JEFFERSON CITY, Mo. (KMIZ)

The Missouri Legislature did not override the governor's veto of more than $1 million in funds for Missouri Task Force One.

The Missouri General Assembly's veto session was noon Wednesday after Gov. Mike Parson vetoed $555 million from the state budget this year. Although the Missouri House of Representatives voted to restore more than $43 million to the state budget, the Senate did not take up any vetoes before adjourning.

Included in those vetoes was at least $1.4 million in funding for Missouri Task Force One. Rep. Cheri Toalson Reisch (R-Hallsville) asked to restore the Missouri Task Force One funding.

"It is based out of my county of Boone. But this helps every county in Missouri and every state in this country," Toalson Reisch said.

Last year, the Missouri Legislature gave Missouri Task Force One more than $1 million to help with buying equipment and paying members to go to onsite training. A $550,000 appropriation for training stayed in the 2024 fiscal year budget signed this month by Parson.

But Boone County Fire Protection District Assistant Chief Gale Blomenkamp said this isn't enough to pay for an important training the task force does in Georgia, which simulates a real disaster.

"These people are 210 of them from across the state of Missouri, and not everybody gets to go on a deployment every year," Blomenkamp said. "So we don't have that many deployments. So it's very important that these people that have not been deployed for two or three years get this training."

Records to process
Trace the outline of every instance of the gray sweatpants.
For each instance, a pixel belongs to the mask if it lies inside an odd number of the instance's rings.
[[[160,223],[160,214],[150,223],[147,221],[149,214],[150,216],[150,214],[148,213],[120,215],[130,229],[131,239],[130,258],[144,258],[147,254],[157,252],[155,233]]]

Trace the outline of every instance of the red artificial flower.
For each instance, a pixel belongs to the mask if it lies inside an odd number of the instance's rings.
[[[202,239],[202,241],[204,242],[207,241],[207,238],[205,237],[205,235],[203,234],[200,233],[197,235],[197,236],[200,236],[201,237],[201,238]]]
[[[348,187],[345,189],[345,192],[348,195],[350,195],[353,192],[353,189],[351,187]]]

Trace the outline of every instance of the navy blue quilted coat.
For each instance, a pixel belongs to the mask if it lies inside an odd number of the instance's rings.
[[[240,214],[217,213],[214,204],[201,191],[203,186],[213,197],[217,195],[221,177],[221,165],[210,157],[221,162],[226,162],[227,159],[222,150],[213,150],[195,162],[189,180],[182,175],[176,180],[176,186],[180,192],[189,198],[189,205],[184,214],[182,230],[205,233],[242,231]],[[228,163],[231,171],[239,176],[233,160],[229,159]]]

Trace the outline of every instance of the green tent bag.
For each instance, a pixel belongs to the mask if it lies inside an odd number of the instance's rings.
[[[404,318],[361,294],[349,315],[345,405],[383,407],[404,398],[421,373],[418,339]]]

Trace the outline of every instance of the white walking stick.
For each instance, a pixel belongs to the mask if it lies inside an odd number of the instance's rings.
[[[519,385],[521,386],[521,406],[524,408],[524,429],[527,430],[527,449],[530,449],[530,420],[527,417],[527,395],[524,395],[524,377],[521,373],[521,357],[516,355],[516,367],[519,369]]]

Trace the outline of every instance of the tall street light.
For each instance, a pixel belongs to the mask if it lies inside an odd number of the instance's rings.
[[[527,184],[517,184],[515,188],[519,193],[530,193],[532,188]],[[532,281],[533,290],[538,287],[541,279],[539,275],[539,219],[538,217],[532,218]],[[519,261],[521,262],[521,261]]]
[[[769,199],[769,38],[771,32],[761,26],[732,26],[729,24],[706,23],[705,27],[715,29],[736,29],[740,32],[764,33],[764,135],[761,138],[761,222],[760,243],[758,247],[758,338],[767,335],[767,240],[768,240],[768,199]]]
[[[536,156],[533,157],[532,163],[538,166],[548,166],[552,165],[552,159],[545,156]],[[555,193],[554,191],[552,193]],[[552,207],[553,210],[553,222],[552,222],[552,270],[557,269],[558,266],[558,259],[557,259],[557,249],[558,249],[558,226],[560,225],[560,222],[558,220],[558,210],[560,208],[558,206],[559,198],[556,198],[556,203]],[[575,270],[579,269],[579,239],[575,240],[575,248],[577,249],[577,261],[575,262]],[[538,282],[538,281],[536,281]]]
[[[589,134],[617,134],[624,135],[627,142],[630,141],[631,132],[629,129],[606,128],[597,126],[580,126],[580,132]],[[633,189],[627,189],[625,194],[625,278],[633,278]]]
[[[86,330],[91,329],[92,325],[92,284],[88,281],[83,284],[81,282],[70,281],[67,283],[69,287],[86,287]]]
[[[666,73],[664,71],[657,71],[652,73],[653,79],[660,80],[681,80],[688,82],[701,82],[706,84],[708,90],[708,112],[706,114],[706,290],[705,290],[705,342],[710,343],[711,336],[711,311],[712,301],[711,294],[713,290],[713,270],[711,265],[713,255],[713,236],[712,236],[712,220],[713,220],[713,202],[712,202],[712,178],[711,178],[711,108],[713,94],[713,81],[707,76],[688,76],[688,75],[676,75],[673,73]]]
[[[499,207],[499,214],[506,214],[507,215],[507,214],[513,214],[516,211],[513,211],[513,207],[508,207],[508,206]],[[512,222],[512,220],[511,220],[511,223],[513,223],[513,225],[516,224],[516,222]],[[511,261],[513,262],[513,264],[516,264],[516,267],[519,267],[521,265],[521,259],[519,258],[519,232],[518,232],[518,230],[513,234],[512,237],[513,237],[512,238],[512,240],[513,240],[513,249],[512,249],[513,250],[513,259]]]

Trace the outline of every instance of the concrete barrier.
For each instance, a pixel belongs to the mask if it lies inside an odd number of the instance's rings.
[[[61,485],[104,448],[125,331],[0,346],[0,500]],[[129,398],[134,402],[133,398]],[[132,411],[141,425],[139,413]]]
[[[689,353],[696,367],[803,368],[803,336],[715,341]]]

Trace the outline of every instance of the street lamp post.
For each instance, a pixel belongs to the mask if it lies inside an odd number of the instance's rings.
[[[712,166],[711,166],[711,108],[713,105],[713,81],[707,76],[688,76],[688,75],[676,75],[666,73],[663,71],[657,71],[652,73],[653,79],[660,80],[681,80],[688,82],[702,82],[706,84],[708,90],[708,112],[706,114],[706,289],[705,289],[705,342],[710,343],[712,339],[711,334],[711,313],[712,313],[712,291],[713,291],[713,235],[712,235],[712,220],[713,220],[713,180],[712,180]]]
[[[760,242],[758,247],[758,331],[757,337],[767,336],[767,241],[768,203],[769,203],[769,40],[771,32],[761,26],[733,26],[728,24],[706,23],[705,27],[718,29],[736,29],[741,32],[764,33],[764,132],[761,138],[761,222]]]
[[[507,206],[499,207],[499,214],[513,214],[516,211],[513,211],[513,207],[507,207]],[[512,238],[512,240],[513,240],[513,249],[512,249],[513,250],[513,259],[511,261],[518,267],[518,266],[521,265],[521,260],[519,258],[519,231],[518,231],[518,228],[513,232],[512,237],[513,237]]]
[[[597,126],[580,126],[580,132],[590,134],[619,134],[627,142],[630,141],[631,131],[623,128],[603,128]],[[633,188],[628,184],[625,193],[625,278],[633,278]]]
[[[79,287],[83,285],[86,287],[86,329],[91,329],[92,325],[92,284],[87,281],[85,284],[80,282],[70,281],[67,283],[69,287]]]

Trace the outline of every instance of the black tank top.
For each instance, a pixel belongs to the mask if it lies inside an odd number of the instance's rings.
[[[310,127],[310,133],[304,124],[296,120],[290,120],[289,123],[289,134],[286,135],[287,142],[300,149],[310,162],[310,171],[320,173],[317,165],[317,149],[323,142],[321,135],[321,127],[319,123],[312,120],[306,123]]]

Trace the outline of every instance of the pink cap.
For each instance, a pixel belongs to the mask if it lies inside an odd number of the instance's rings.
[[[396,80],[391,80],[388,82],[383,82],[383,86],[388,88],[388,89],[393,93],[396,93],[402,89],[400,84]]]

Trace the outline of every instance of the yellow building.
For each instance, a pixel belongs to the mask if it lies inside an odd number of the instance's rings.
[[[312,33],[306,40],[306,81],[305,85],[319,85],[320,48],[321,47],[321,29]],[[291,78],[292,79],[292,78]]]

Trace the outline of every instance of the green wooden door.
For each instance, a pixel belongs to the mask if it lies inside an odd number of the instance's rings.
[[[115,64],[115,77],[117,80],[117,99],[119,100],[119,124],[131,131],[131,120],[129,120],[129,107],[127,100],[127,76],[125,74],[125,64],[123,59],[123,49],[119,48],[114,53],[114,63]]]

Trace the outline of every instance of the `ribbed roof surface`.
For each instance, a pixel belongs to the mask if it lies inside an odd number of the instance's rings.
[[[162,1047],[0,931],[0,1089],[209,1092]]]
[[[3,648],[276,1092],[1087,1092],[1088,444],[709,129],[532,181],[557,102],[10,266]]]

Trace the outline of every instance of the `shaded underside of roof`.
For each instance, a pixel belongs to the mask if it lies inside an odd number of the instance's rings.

Directive 1
Reproduce the Task Force One funding story from "JEFFERSON CITY, Mo." up to and including "Toalson Reisch said.".
Directive 2
List each line of the entries that contains the string "roof", treating uppercase and lowercase as different.
The entries are unrelated to the Task Force One funding story.

Complete answer 1
JEFFERSON CITY, Mo. (KMIZ)

The Missouri Legislature did not override the governor's veto of more than $1 million in funds for Missouri Task Force One.

The Missouri General Assembly's veto session was noon Wednesday after Gov. Mike Parson vetoed $555 million from the state budget this year. Although the Missouri House of Representatives voted to restore more than $43 million to the state budget, the Senate did not take up any vetoes before adjourning.

Included in those vetoes was at least $1.4 million in funding for Missouri Task Force One. Rep. Cheri Toalson Reisch (R-Hallsville) asked to restore the Missouri Task Force One funding.

"It is based out of my county of Boone. But this helps every county in Missouri and every state in this country," Toalson Reisch said.

Complete answer 2
Trace the outline of every instance of the `ribbed roof surface`.
Trace the outline of every instance of the `shaded underside of roof`.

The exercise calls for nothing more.